What the task asks: Nothing but the images should be left out when the entries are restated word for word.
Study material section start
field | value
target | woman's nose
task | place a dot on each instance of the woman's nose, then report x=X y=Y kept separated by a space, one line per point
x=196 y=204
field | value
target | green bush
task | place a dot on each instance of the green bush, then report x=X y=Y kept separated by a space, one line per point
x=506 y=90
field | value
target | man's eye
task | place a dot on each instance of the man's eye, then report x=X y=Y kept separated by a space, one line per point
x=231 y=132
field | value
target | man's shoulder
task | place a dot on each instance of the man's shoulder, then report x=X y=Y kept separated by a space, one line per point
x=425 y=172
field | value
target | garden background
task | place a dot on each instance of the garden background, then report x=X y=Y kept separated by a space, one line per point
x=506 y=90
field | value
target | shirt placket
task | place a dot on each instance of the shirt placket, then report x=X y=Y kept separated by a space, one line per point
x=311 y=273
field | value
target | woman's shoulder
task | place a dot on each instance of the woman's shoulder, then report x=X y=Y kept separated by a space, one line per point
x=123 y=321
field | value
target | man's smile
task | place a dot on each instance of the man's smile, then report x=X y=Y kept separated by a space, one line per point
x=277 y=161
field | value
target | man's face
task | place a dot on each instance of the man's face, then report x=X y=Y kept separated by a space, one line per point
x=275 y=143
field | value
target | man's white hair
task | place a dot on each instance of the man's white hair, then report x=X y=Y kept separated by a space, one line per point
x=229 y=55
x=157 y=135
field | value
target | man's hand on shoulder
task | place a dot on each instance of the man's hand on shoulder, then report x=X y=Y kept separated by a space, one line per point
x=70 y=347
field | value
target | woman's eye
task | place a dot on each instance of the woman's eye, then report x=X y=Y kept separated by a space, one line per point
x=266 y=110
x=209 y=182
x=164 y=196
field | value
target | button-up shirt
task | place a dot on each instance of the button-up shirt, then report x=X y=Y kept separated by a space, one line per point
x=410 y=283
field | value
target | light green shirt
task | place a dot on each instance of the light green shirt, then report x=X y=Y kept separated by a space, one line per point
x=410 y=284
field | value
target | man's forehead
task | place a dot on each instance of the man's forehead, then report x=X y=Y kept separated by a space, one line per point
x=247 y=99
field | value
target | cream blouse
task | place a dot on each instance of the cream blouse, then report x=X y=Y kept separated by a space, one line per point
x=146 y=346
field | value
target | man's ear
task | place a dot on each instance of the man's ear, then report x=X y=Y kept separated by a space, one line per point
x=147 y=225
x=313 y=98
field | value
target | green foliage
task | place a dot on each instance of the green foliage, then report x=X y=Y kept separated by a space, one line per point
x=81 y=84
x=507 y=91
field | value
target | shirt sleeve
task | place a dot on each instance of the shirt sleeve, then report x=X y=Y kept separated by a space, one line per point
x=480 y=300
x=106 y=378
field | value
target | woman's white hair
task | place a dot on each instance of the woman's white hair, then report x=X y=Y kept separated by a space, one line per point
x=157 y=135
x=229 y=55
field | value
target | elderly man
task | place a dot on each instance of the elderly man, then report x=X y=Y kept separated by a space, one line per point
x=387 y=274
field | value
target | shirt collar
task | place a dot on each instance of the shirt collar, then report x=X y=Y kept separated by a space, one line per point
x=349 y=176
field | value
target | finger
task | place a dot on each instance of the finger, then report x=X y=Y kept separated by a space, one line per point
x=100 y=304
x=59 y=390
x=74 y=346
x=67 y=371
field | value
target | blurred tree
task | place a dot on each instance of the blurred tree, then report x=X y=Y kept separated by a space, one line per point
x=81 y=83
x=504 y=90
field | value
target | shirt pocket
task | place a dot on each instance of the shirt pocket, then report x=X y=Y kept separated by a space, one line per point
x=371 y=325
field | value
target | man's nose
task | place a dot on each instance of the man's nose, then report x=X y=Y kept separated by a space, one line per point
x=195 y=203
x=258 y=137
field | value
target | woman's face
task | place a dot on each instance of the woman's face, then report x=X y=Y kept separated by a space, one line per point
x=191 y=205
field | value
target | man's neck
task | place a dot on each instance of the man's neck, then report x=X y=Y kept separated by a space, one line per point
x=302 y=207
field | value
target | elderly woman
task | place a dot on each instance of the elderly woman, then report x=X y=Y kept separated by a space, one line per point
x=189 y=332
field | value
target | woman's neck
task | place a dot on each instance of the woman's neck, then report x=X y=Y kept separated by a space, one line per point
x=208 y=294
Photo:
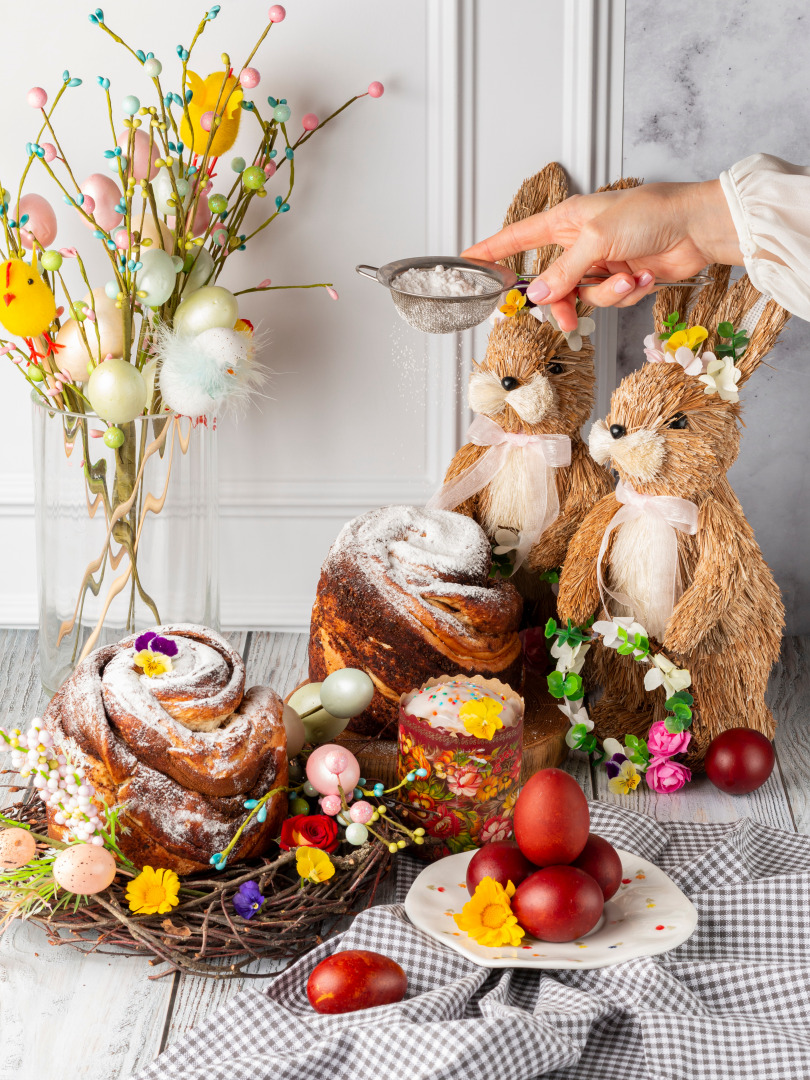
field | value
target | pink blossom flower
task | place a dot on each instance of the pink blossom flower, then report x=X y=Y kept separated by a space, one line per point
x=463 y=780
x=496 y=828
x=663 y=743
x=665 y=777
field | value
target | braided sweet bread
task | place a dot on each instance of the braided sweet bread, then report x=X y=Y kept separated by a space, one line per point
x=180 y=752
x=405 y=594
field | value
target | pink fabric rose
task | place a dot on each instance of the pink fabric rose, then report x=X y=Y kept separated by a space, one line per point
x=663 y=743
x=666 y=777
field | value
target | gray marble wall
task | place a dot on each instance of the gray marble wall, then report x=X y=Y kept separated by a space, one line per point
x=707 y=83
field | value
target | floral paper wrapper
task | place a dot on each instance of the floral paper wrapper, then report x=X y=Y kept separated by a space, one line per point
x=469 y=795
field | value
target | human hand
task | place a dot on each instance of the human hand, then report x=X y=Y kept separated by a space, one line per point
x=664 y=231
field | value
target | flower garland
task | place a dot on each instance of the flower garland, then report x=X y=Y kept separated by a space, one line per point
x=624 y=764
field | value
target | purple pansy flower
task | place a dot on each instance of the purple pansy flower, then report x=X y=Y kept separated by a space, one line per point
x=247 y=900
x=150 y=639
x=613 y=766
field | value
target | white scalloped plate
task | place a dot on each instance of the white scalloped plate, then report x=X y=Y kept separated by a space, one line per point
x=648 y=915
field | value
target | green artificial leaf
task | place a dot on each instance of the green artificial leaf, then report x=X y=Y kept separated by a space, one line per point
x=555 y=685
Study material section end
Reply to the exercise:
field | value
target | woman's nose
task | place a dot on each instance of the woman's nose, then report x=X y=Y kept separated by a space, one line per point
x=196 y=204
field | value
target | green bush
task | place a dot on each instance of the green bush, then report x=X y=Y kept separated by a space, one line per point
x=506 y=90
field | value
target | man's eye
task | place a dot on each instance of the man's eye, then report x=X y=Y kept separated by a space, one line per point
x=231 y=132
field | value
target | man's shoulder
task | place a dot on each instance of the man's shoulder, then report x=X y=Y kept separated by a space, one line per point
x=425 y=172
field | value
target | garden background
task | place a dot on each instance of the garden background, then report x=X y=Y kept separated by a space, one line per point
x=506 y=90
field | value
target | shirt placket
task | place a dot on each instance of the shirt placket, then report x=X y=Y kept separated by a space, one line per point
x=311 y=273
field | value
target | woman's shoulder
task | place a dot on each instance of the woman's shoulder, then report x=X y=Y kept separated by a space, one line per point
x=123 y=321
field | value
target | man's smile
task | place a dot on each instance of the man's smile, then report x=X y=Y kept separated by a space, one line per point
x=277 y=161
field | value
target | man's face
task | place a dot on each instance of the man's face, then report x=X y=Y kept separated by a space, one line per point
x=275 y=143
field | value
target | man's white hair
task | place a dot on each instance of the man's white hair, then report x=X y=Y kept separated by a space, one line per point
x=229 y=55
x=157 y=135
field | value
target | man's hand on shoulder
task | place a dot on each instance of the man's hand on shoulder, then report x=X y=Y kept separated by a space, one line per point
x=70 y=347
field | value
target | woman's eye
task | place a dot on each instance of the woman's eye, then report x=X y=Y kept separated by a space, one line per point
x=266 y=110
x=209 y=182
x=164 y=196
field | value
target | button-up shirt
task | place a dot on each instance of the button-up shirt, then report x=X y=Y kept separated by a space, one line per point
x=410 y=283
field | value
target | light green shirt
task | place a dot on each instance of the light green shirt, then report x=X y=Y kept separated by a space, one line per point
x=410 y=284
field | value
target | man's forehead
task | place a dot on each instance of the man's forehead, then report x=X y=Y kept separated by a space, one line per point
x=247 y=99
field | value
target | cream blouse
task | place a dot on each instance of the cream blouse, then report x=X y=Y kept separated by a space, one line per point
x=146 y=346
field | value
target | man's ear
task | place a dot on each instance of the man's ear, then report x=X y=Y kept separated by a space, one line per point
x=147 y=225
x=313 y=98
field | value
target | green foliage
task | place a dot on each instance of the green foliage, then report x=X y=Y kept separated by a space, one line per point
x=81 y=84
x=507 y=91
field | value
target | shirt sleeve
task | place a dot on each instance of the shirt sleeve, then report x=X y=Y kept separated by a space, one line per point
x=480 y=300
x=106 y=378
field | value
target | woman's white hair
task | place a dot on each instance of the woman's white hair, then report x=X y=Y kept separated by a space, one line per point
x=157 y=135
x=229 y=55
field | value
target | elderly man
task | place a dot on each instance of the elderly man, then report x=X y=Y kept separated by a space, one line per point
x=387 y=274
field | value
target | shirt collar
task | place a dot on each instance of the shirt collar, then report x=X y=Y kept separated by a space, one line per point
x=349 y=176
field | value
target | finger
task | place a dot on each instance of the finger, then report x=X y=Y kept separated by a space, one line per point
x=100 y=304
x=59 y=390
x=74 y=346
x=67 y=371
field | value
target | blurred tree
task | place a dot on each instance of the blurred tree, then report x=X y=Y kept separated by a space, one line per point
x=81 y=83
x=504 y=90
field | value
target | shirt pocket
task | place a dot on each instance of the shirt pocket, then report x=X y=Y kept separated by a space, one line per point
x=371 y=325
field | value
target | man's nose
task | place a dot on each instance of the man's nose, then report x=X y=Y kept separated by a space, one line per point
x=195 y=203
x=258 y=137
field | value
target | woman's face
task | place a dot on each instance of the woman's face, then report x=X y=Y kept separated by a space, one line per point
x=191 y=205
field | value
target | man's neck
task | place a dot on each instance of the man's neck, then report x=X y=Y kept separated by a space, one line per point
x=302 y=207
field | value
target | elderly woman
task | place a dot on each instance of the elderly woman, then report x=X y=Y kept separated by a space, one line per point
x=189 y=332
field | value
target | woman's neck
task | place a dot on each instance of the woman's neck, then report x=X y=Y kept separated by a space, one line per point
x=208 y=294
Photo:
field | value
target | pink blossom flower
task | place a dot on each instance of the pink blossom flower, then report x=X y=Y kept separated by a space, one line per point
x=463 y=780
x=496 y=828
x=663 y=743
x=665 y=777
field | value
target | braided sweet bread
task | place a dot on each instance of the braided sweet bread, then report x=X y=Y kept separated by a space, one line per point
x=180 y=752
x=405 y=594
field | value
target | pink fabric rose
task | place a dot on each instance of the pink fabric rose, then report x=X y=Y kept separated by a space, one line per point
x=663 y=743
x=666 y=777
field | value
target | gray marble wall
task | place a dot on each instance of the gray marble wall, then report x=X y=Y kept separated by a space, one line per point
x=707 y=83
field | value
target | floral paper wrapper
task | place a dot on each instance of the floral paper wrapper, then report x=X y=Y kept separated by a space, one line per point
x=469 y=795
field | value
target | human hand
task | place a dot on each instance of the human hand, then report x=X y=Y kept separated by a space, one line per point
x=664 y=231
field | value
target | flower garland
task | place a dot on each instance of the flower garland, then report x=X y=Y kept separated by a space, one line per point
x=624 y=764
field | value
target | purple pansy flower
task | place a dot on each instance of the purple pansy flower, then report x=X y=Y kept separated by a space, one line per point
x=247 y=900
x=150 y=639
x=613 y=766
field | value
target | white scalloped plate
task | place a dot on each instance of the white scalloped plate, then report x=X y=Y kept separated by a space, one line per point
x=648 y=915
field | value
target | green artificial leaf
task | place a dot on each instance of the green artificial leaf, then report x=X y=Y kept separated by a space, one line per point
x=555 y=685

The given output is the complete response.